(AIM) Pick up the passage on turbine blade tip clearance where it stops, continuing its line of reasoning.

(PASSAGE)
= = = = =
SPECIFICATION A tip clearance control apparatus for a rotor The present invention relates to a shroud for a rotor assembly of a gas turbine engine, and is concerned with controlling a tip clearance between the shroud and the radial extremities of blades on the rotor.

It is desirable for gas turbine engines to be as efficient as possible, particularly in the case of gas turbine engines for use in propelling aircraft, in order to reduce fuel consumption and so that greater loads may be carried.

One way of increasing the efficiency of a gas turbine engine is to maintain the closest possible clearance between the radial extremities of the rotor blades and their encircling shrouds, because any gases which pass through the clearance gap represents a loss of energy to the rotor and hence a loss of efficiency to the gas turbine engine.

In the turbine region of the gas turbine engine the high speeds and temperatures involved lead to considerable thermal and centrifugal loads on the rotor. During operation of an aero engine there are many changes in engine speed which alter the centrifugal and thermal loads of the rotor, these changes cause the rotor to expand or contract and as a consequence the clearance between the radial extremities of the rotor blades and the shroud will change.

It is desirable to find a method of maintaining as small a clearance as possible between the shroud and the blade extremities. Several methods of controlling the clearance have been devised, for example various metals have been selected with which to make the shroud and blades because their thermal properties assist in matching their radial expansion/contraction at different engine operating conditions. Another method has been to direct variable temperature air onto a shroud support structure, so that the expansion/contraction rate of the shroud can be controlled in an effort to match the expansion/ contraction rate of the rotor at different engine operating conditions. A further method has been to move a shroud structure with a frustoconical inner surface axially to vary the clearance in a predetermined manner by using actuators, as in our previous patent application GB 2042646A.

The use of air to cool the shroud in order to control the clearance between the shroud and the radial extremities of the blades represents a loss of efficiency of the gas turbine engine as this air has been tapped from the compressor.

The use of the actuating means to move the shroud with a frustoconical inner surface is mechanically complex and a means to measure the clearance is required, both of which add weight to the engine.
= = = = =
(Records)
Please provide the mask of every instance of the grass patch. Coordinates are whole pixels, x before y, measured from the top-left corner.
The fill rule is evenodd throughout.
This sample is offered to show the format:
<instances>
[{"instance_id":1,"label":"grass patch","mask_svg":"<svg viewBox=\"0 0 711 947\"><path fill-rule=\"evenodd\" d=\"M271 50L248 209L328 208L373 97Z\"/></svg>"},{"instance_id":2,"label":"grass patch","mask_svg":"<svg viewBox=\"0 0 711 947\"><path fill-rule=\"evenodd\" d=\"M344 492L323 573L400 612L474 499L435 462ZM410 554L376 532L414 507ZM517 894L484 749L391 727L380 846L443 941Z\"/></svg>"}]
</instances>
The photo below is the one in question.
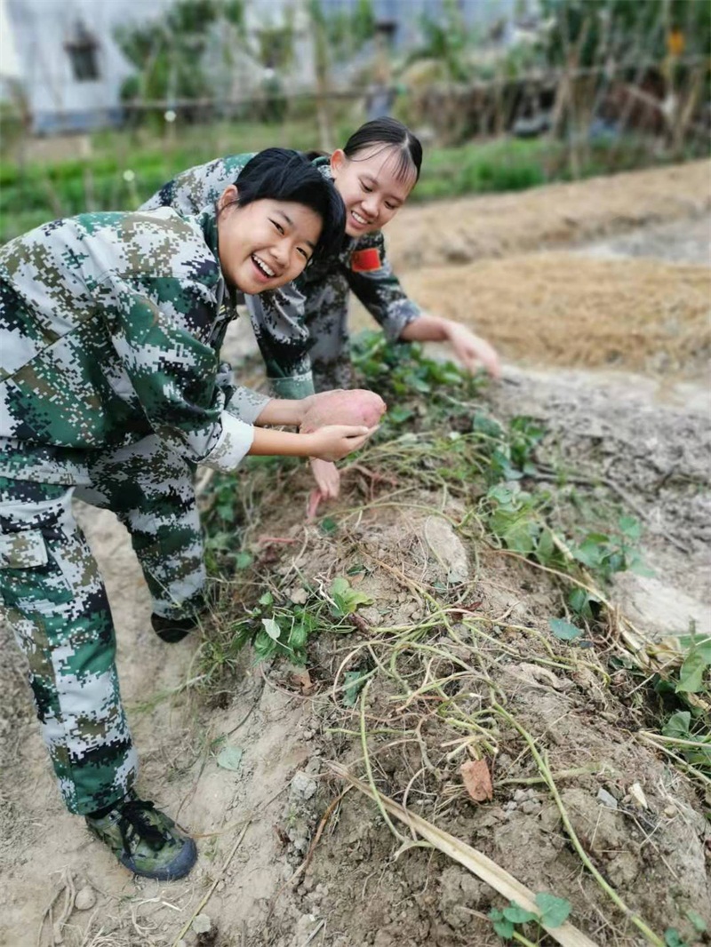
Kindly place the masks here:
<instances>
[{"instance_id":1,"label":"grass patch","mask_svg":"<svg viewBox=\"0 0 711 947\"><path fill-rule=\"evenodd\" d=\"M354 123L339 120L337 140ZM273 145L317 147L310 119L291 118L279 127L259 122L185 126L174 138L148 129L101 132L86 157L18 164L0 160L0 242L59 217L87 210L135 210L175 174L224 154ZM648 142L632 135L592 143L580 175L590 177L662 164ZM458 147L426 148L412 201L522 190L571 177L564 142L547 138L501 138Z\"/></svg>"}]
</instances>

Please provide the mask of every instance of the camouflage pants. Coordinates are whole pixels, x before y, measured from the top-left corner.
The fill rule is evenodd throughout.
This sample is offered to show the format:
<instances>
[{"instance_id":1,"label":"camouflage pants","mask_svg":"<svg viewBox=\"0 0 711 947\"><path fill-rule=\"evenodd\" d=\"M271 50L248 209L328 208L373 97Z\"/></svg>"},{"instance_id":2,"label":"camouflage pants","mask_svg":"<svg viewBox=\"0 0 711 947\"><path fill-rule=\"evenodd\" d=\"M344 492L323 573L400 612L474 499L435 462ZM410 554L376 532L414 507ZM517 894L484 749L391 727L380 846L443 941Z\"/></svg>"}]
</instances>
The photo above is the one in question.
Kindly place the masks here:
<instances>
[{"instance_id":1,"label":"camouflage pants","mask_svg":"<svg viewBox=\"0 0 711 947\"><path fill-rule=\"evenodd\" d=\"M173 616L201 600L205 583L191 474L147 438L93 463L91 487L0 478L0 603L29 662L43 737L70 812L110 805L137 773L111 611L72 494L118 515L154 610Z\"/></svg>"},{"instance_id":2,"label":"camouflage pants","mask_svg":"<svg viewBox=\"0 0 711 947\"><path fill-rule=\"evenodd\" d=\"M309 331L309 356L317 391L353 387L348 353L348 284L337 280L308 288L304 324Z\"/></svg>"}]
</instances>

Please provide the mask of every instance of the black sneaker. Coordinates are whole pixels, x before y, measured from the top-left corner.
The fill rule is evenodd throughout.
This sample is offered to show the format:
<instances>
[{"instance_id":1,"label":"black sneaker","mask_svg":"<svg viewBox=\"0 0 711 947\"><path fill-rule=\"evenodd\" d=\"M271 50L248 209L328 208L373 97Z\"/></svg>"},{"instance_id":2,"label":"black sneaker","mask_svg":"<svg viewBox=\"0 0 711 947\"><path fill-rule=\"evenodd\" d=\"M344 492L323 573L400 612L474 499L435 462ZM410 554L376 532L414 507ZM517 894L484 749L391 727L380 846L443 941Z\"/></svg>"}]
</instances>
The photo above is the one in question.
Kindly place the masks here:
<instances>
[{"instance_id":1,"label":"black sneaker","mask_svg":"<svg viewBox=\"0 0 711 947\"><path fill-rule=\"evenodd\" d=\"M135 875L173 881L187 875L197 859L191 838L153 802L126 796L100 816L87 815L86 825Z\"/></svg>"},{"instance_id":2,"label":"black sneaker","mask_svg":"<svg viewBox=\"0 0 711 947\"><path fill-rule=\"evenodd\" d=\"M159 638L169 644L182 641L193 628L197 628L201 620L210 615L210 609L217 604L219 595L219 585L211 584L177 617L168 618L154 612L151 616L153 630Z\"/></svg>"}]
</instances>

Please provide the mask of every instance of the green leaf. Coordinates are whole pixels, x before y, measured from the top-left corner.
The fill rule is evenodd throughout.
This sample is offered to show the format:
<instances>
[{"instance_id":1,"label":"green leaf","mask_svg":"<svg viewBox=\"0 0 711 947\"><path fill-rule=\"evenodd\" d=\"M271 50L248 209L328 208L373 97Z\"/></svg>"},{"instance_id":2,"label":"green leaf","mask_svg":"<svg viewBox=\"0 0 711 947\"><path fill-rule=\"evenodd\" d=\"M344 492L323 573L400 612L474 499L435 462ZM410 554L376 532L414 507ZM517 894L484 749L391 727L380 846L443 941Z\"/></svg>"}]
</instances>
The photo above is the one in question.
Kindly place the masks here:
<instances>
[{"instance_id":1,"label":"green leaf","mask_svg":"<svg viewBox=\"0 0 711 947\"><path fill-rule=\"evenodd\" d=\"M305 625L294 625L289 632L289 648L293 648L294 651L300 651L305 646L307 637L308 629Z\"/></svg>"},{"instance_id":2,"label":"green leaf","mask_svg":"<svg viewBox=\"0 0 711 947\"><path fill-rule=\"evenodd\" d=\"M592 619L596 614L596 611L593 613L592 607L599 606L600 600L594 596L590 595L585 589L574 588L571 590L568 596L568 604L581 618Z\"/></svg>"},{"instance_id":3,"label":"green leaf","mask_svg":"<svg viewBox=\"0 0 711 947\"><path fill-rule=\"evenodd\" d=\"M527 911L524 907L517 904L515 901L512 901L508 907L503 909L503 917L506 920L510 920L512 924L525 924L529 920L538 920L538 914L534 914L533 911Z\"/></svg>"},{"instance_id":4,"label":"green leaf","mask_svg":"<svg viewBox=\"0 0 711 947\"><path fill-rule=\"evenodd\" d=\"M220 750L217 756L217 765L222 766L223 769L236 772L240 768L244 754L245 751L241 750L239 746L226 746L225 749Z\"/></svg>"},{"instance_id":5,"label":"green leaf","mask_svg":"<svg viewBox=\"0 0 711 947\"><path fill-rule=\"evenodd\" d=\"M573 905L565 898L556 898L555 894L539 891L536 895L536 903L540 908L540 922L546 927L560 927L567 920Z\"/></svg>"},{"instance_id":6,"label":"green leaf","mask_svg":"<svg viewBox=\"0 0 711 947\"><path fill-rule=\"evenodd\" d=\"M575 628L570 621L563 621L562 618L549 618L548 624L556 637L561 641L573 641L583 634L580 628Z\"/></svg>"},{"instance_id":7,"label":"green leaf","mask_svg":"<svg viewBox=\"0 0 711 947\"><path fill-rule=\"evenodd\" d=\"M514 936L514 925L510 920L506 920L501 911L492 907L489 911L489 919L494 921L494 930L500 938L510 940Z\"/></svg>"},{"instance_id":8,"label":"green leaf","mask_svg":"<svg viewBox=\"0 0 711 947\"><path fill-rule=\"evenodd\" d=\"M694 930L697 934L703 934L703 932L707 929L708 925L706 924L706 921L701 914L697 914L696 911L686 911L686 917L694 925Z\"/></svg>"},{"instance_id":9,"label":"green leaf","mask_svg":"<svg viewBox=\"0 0 711 947\"><path fill-rule=\"evenodd\" d=\"M371 605L373 599L364 592L351 588L347 579L338 576L331 585L331 598L339 615L353 615L358 605Z\"/></svg>"},{"instance_id":10,"label":"green leaf","mask_svg":"<svg viewBox=\"0 0 711 947\"><path fill-rule=\"evenodd\" d=\"M402 424L403 421L409 420L414 411L411 408L406 408L401 404L396 404L395 407L391 408L388 411L388 420L392 424Z\"/></svg>"},{"instance_id":11,"label":"green leaf","mask_svg":"<svg viewBox=\"0 0 711 947\"><path fill-rule=\"evenodd\" d=\"M642 526L634 516L621 516L619 519L620 531L629 539L638 540L642 535Z\"/></svg>"},{"instance_id":12,"label":"green leaf","mask_svg":"<svg viewBox=\"0 0 711 947\"><path fill-rule=\"evenodd\" d=\"M343 679L345 683L343 703L347 707L356 706L358 692L363 689L363 686L368 680L368 674L364 670L347 670Z\"/></svg>"},{"instance_id":13,"label":"green leaf","mask_svg":"<svg viewBox=\"0 0 711 947\"><path fill-rule=\"evenodd\" d=\"M699 649L694 649L686 656L682 669L679 671L679 684L677 691L686 691L687 693L698 693L703 689L703 673L708 668L709 662Z\"/></svg>"},{"instance_id":14,"label":"green leaf","mask_svg":"<svg viewBox=\"0 0 711 947\"><path fill-rule=\"evenodd\" d=\"M274 641L279 640L279 635L282 634L282 629L279 627L279 623L274 620L274 618L263 618L262 624L264 626L264 631L273 638Z\"/></svg>"},{"instance_id":15,"label":"green leaf","mask_svg":"<svg viewBox=\"0 0 711 947\"><path fill-rule=\"evenodd\" d=\"M689 735L690 725L690 712L688 710L677 710L666 721L662 728L662 733L665 737L676 737L677 739L686 740Z\"/></svg>"},{"instance_id":16,"label":"green leaf","mask_svg":"<svg viewBox=\"0 0 711 947\"><path fill-rule=\"evenodd\" d=\"M231 520L234 516L231 503L218 503L215 509L221 520Z\"/></svg>"},{"instance_id":17,"label":"green leaf","mask_svg":"<svg viewBox=\"0 0 711 947\"><path fill-rule=\"evenodd\" d=\"M259 632L254 639L254 652L257 658L260 661L264 661L265 658L270 657L276 650L277 642L274 638L269 637L264 631Z\"/></svg>"}]
</instances>

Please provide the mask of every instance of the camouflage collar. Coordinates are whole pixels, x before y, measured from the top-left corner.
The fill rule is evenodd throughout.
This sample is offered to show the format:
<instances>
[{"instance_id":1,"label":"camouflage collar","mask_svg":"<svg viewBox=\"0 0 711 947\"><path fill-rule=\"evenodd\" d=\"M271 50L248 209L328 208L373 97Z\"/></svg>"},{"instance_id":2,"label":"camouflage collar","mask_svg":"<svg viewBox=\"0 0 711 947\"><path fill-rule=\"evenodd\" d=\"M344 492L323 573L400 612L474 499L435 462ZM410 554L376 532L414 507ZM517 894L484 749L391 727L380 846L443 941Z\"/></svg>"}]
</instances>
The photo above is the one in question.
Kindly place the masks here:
= = = = =
(RESULT OF THIS TASK)
Accordingly the present invention provides a rotor tip clearance control apparatus for a gas turbine engine comprising a shroud for use in conjunction with a plurality of blades arranged circumferentially on the rotor, the shroud comprising a continuous shroud ring having a frustoconical inner surface, the shroud ring being positioned coaxially around said rotor and said inner surface of said shroud ring being spaced radially from the radial extremities of the blades by a small clearance, the shroud ring being supported from a structure by at least one flexible structure, the flexible structure permitting axial movement of the shroud ring from an initial position, in operation a pressure difference being formed axially across the shroud ring and a gasbearing being formed between the inner surface of the shroud ring and the radial extremities of the blades, the pressure difference producing a first force on said shroud ring acting in a downstream direction, the gas bearing producing a second force on said shroud ring acting in an upstream direction, axial movement of the shroud ring from the initial position producing a third spring force on said shroud ring acting towards the initial position, the axial position of the ring being determined be the resultant of the first, second and third forces, the axial position of the shroud ring controlling the clearance between the inner surface of the shroud ring and the radial extremities of the blades.

There may be two flexible structures secured at the axial ends of the shroud ring, the flexible structures may be springs and the springs may be circular and have a generally U-shaped crosssection, the arms of the U may extend in a radial direction.

In operation the shroud ring may move axially in a downstream direction from the initial position producing the third spring force on said shroud ring acting in an upstream direction towards the initial position.

In operation the first, second and third forces acting on the shroud ring may be selected so that the resulting axial position of the shroud ring gives an optimum clearance between the inner surface of the shroud ring and the radial extremities of the blades when the rotor is operating at cruise conditions.

In operation if there is a change in the clearance between the inner surface of the shroud ring and the radial extremities of the blades there may be a change in the second force which will cause the resultant of the first, second and third forces to move the shroud ring axially to oppose the change in the clearance.

In operation if there is a change in rotor speed there may be a change in the first force which will cause the resultant of the first, second and third forces to move the shroud axially.

The shroud ring having an upstream and a downstream face, the areas of the upstream and downstream faces may be preselected to give a preselected first force acting on the shroud ring when the rotor is operating at cruise conditions.

The springs may be preselected to give a selected third force acting on the shroud ring when the rotor is operating at cruise conditions.

The shroud ring may be relatively massive in order to withstand thermal loads applied to the shroud ring during operation of the rotor.

The shroud ring may be hollow, and may contain a heat pipe or a thermosyphon.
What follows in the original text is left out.